Task set
- a) In the Kashgar travel account, how many dishes on the restaurant menu were written in English?
- b) Pick up the Kashgar travel account after its last sentence and keep writing.
-------- Document text --------
Our 1st stop in China was the city of Kashgar,
small according to our Chinese guide called Sophie, but very busy with electric
(& therefore almost silent) mopeds on the roads & pavements! Most mopeds had 3 people riding them weaving
where ever they wanted with no crash hats.
I noticed some women riding side saddle!
I realized we had popped out of rural Kyrgyzstan, over a
mountain pass into urban China. No remote
villages where the mode of transport was a horse, but bustling urban life where
the mode of transport was an electric moped.
We were in Xinjiang province which had 2 times! Local time & official Beijing time. Some places followed one time, others another!
On the 1st night we found a restaurant with a 10
page menu. On the final page were 14
dishes written in English. We chose 7 to
share & all were lovely. This was
the 1st time I used chop sticks on this Odyssey expedition &
likely to be the norm from now on.
On Tue 25th I went to the Sunday Market that was
on every day! It was the biggest market
I had been in so far. A bit like the
Grand & Spice Bazaars in Istanbul but bigger.
In the evening some of us experienced our 1st
street food at the night market.
Chicken or duck we couldn't really tell but it was cheap
The Chinese – English translations are weird. So much so that it’s called Chinglish. It just about makes sense.
-------- Extracted entries --------
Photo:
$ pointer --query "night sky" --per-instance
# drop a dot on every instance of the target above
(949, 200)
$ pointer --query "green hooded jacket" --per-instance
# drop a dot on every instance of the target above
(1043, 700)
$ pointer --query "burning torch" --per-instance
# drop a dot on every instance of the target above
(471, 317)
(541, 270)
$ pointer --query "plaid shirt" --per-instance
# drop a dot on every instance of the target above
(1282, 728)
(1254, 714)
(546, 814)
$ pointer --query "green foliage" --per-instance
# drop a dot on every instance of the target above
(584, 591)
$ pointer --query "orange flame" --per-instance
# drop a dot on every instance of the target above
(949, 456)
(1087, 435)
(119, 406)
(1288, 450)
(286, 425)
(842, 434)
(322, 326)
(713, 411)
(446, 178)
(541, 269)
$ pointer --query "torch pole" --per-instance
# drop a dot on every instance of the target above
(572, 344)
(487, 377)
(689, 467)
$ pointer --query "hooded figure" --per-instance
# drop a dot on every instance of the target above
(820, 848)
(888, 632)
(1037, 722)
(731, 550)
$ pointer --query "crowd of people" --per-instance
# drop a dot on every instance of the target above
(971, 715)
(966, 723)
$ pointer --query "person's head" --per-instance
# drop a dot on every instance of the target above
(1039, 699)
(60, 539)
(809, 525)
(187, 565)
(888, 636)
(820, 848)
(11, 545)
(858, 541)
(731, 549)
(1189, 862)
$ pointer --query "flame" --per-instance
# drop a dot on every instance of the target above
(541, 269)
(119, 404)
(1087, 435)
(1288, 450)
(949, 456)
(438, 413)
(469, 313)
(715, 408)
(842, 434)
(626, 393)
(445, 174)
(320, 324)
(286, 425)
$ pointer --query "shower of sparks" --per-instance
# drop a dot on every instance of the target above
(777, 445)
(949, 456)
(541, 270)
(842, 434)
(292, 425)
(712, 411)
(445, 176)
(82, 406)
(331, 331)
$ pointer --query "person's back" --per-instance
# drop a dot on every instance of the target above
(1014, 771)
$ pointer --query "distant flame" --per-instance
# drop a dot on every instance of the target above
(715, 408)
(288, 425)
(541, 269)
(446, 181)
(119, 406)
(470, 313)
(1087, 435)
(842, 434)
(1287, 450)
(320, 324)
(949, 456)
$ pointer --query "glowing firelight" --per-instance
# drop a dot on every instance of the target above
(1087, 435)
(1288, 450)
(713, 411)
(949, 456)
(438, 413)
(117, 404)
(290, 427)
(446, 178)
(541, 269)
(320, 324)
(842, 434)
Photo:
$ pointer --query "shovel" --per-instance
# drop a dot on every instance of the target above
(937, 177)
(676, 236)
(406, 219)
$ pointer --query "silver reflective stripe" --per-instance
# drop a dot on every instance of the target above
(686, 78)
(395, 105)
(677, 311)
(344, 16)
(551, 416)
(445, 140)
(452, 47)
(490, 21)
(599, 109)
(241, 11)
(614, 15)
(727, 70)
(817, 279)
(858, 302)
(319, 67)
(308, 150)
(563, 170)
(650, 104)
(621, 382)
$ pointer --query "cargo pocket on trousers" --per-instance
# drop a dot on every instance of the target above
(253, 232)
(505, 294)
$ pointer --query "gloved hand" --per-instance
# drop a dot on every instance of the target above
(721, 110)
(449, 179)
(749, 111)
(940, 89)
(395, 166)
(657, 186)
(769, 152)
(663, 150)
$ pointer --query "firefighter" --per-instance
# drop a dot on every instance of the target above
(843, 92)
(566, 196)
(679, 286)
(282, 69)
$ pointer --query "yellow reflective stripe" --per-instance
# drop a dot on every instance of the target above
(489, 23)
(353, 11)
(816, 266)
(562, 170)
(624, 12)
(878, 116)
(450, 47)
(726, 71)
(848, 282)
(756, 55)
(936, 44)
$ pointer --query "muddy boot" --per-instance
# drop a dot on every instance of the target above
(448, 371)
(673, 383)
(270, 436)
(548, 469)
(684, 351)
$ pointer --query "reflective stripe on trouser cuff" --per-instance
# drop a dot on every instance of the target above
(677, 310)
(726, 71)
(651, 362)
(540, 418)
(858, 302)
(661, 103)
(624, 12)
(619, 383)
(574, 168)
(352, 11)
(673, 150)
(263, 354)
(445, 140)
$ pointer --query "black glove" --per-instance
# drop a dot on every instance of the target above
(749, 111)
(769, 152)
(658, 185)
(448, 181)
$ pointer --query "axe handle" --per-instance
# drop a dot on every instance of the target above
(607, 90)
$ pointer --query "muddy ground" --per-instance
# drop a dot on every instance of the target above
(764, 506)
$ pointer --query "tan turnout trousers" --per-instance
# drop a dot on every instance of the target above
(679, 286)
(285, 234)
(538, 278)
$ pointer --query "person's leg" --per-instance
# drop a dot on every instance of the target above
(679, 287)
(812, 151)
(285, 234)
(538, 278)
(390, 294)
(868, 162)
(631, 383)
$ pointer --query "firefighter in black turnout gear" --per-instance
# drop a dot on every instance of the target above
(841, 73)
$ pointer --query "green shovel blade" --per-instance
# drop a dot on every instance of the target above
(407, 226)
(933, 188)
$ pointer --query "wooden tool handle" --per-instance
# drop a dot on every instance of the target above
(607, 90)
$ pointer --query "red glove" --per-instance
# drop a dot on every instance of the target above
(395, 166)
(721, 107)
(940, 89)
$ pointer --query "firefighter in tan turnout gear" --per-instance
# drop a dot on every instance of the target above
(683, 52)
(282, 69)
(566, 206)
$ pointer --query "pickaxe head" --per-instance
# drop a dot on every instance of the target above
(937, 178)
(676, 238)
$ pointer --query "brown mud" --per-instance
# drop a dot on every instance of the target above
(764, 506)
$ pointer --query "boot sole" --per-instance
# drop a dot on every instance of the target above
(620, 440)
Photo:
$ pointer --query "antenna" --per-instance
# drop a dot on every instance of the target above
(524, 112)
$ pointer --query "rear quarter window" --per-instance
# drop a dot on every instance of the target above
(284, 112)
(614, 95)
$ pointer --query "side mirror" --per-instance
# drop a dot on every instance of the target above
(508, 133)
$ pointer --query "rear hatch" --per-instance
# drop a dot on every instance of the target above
--------
The answers
- a) Fourteen dishes, all on the final page of the menu.

- b)
I had to collect my clothes from the Chinese Laundry on Wed
26th. It lived up to the stereotype. There were clothes hanging up everywhere in
this little inner city shop. Most of the
Odyssey group failed to get all their clothes back. I learned from previous laundry visits to
list what I put in. I handed my receipt
to the girl & she began collecting my clothes from various washing lines in
the shop. I ticked off my list to find 2
items missing. We hunted &
hunted. I finally found 1 item still wet
hanging on a washing line in the back yard & the other item still inside
the 1 washing machine. I can describe
the Chinese laundry as chaos.
On Thursday 27th we drove 12hours along a
fantastic smooth road through desert.
This is how I would describe western China – desert. Travel/movement in China is monitored by
police. Check points all the way. Passports checked over & over. Permits, paperwork & permission had to be obtained by our guide every step of
the way.
The sign says it all. Days & days of this landscape
This evening we could not get authority to camp. We had to drive on. A few check points & phone calls later we
were given authority to camp at the back of a service station. The police turned up to check on us &
moved us inside the building. (There
were various rumours floating around for this.
Sand storm on the way-it was very windy outside. 30 people dead due to a riot in a nearby town
so we were kept in for our own protection or to prevent us from joining the
riot). We found ourselves putting up
tents within the service station restaurant within police crime scene
tape! The police then realized this area
was too small & moved us inside an empty office block in the service
station area.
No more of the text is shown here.